(Study text Opens)

Research Universities: an Investment in the Future of Texas

Jun 2013

Former Senator Kay Bailey Hutchison speaking at the Research Universities Conference.

I recently attended the June 4th Research Universities Conference held at The University of Texas Southwestern Medical Center and organized by the UT System. The speakers and panelists addressed recommended actions from a new report from the National Academy of Sciences for ensuring research universities—such as our Tier One research institutions UT Austin, Texas A&M University, and Rice University—remain sustainable and productive.

I found the conference to be thought-provoking, particularly in relation to the ongoing controversy over the value of our research institutions. I have always been struck by the irony that the value of research universities is under scrutiny by some, while the state supports advanced university research through the Texas Emerging Technology Fund (TETF) and the Cancer Prevention and Research Institute of Texas (CPRIT). Both of these taxpayer-funded organizations are making it possible to recruit top talent to our universities, fund centers of excellence, and support consortia benefitting multiple industry sectors. There are vast levels of follow-on funding flowing into our state to develop products from start-ups with technologies created in university labs or collaborations between companies and universities such as ExxonMobil’s energy development programs. This funding is clear evidence that our research universities are the engines of economic growth and significantly improve the quality of life for our citizens.

Chairman, President, and CEO Rich Templeton of Texas Instruments speaks to attendees at the Research Universities Conference.

It also seems that the ongoing support of HB 51, which recognizes the importance of the advancement of emerging research universities in Texas to Tier One status, sends a strong message that national research universities are recognized as the key to attracting top faculty and students to produce scientific innovation and economic benefit. Tier One universities benefit business in the state by providing a highly-trained workforce, generating more research discoveries and expanding partnerships that contribute to the expertise needed to address community challenges.

Of course it is good business practice to constantly look for ways to improve productivity at our universities, and long-term sustainable strategies can be developed without losing sight of the mission of the research university. My favorite quote of the day was from Laurie Rich, Special Advisor on Higher Education, Texas Emerging Technology Fund, who said “sometimes we forget that it takes little money to catalyze transformational forward movement.” As the debate on the value of research universities continues, we need to remember that our research universities play a critical role in catalyzing transformational forward movement, and the long-term benefits to the Texas economy are well worth the investment.

(Study text Closes)
(Source material Opens)

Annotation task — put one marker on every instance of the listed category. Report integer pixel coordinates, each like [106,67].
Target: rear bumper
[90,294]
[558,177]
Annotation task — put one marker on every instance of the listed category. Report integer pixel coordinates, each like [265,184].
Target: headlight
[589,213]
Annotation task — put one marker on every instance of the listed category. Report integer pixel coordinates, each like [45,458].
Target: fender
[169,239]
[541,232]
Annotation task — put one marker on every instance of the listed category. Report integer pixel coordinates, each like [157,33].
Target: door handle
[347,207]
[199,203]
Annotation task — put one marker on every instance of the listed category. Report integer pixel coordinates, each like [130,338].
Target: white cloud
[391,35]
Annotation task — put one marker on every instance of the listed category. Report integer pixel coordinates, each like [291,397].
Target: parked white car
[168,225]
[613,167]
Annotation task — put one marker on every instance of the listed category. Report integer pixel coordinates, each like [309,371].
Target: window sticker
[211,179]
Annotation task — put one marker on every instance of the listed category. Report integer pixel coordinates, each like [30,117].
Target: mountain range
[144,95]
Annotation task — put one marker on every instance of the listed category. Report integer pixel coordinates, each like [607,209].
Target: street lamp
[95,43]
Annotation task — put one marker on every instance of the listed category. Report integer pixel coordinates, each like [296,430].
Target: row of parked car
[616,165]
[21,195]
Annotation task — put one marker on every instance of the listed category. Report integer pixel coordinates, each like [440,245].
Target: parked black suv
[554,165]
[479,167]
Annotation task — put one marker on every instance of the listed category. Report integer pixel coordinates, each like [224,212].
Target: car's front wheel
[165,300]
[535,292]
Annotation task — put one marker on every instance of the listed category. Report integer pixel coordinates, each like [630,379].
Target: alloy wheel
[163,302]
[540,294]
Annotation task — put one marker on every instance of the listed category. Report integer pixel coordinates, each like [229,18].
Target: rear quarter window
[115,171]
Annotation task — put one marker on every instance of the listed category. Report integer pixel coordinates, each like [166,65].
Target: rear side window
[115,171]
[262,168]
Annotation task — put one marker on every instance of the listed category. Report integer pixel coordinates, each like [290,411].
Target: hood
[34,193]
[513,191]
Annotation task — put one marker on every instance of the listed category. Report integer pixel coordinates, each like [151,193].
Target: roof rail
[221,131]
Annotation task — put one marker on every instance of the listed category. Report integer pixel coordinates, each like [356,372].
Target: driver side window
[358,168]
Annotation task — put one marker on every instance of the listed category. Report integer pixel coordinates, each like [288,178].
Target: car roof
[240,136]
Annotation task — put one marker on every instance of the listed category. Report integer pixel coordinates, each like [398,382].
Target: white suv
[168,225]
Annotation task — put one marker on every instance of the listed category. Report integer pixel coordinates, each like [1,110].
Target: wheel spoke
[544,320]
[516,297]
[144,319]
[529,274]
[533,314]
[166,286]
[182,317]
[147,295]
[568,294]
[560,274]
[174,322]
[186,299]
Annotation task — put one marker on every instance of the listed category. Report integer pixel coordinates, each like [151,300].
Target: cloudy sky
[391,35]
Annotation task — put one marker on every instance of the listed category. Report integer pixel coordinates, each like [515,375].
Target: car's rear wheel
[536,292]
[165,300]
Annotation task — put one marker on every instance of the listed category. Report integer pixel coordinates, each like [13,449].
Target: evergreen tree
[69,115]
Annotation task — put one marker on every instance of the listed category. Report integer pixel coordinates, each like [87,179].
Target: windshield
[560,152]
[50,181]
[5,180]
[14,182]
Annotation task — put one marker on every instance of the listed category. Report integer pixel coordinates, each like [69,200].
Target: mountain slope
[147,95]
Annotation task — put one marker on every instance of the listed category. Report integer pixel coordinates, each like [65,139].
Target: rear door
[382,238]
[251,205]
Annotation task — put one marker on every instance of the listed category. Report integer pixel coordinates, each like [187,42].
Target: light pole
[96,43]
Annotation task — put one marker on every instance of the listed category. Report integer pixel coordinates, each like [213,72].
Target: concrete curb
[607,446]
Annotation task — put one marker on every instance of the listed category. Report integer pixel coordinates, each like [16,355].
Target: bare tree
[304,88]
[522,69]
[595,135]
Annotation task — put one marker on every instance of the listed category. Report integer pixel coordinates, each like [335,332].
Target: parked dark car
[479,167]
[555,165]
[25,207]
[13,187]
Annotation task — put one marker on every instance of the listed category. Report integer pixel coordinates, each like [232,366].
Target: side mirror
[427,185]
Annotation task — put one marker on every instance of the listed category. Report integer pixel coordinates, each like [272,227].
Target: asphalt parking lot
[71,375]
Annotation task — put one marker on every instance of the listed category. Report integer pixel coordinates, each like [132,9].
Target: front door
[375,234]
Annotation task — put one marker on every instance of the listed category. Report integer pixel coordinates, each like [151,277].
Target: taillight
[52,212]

(Source material Closes)

- Problems to solve
a) According to the text on research universities in Texas, where was the June 4th Research Universities Conference held?
b) List every institution that the research universities text names as a Tier One research institution.

- Solved tasks
a) It was held at The University of Texas Southwestern Medical Center.

b) UT Austin, Texas A&M University, Rice University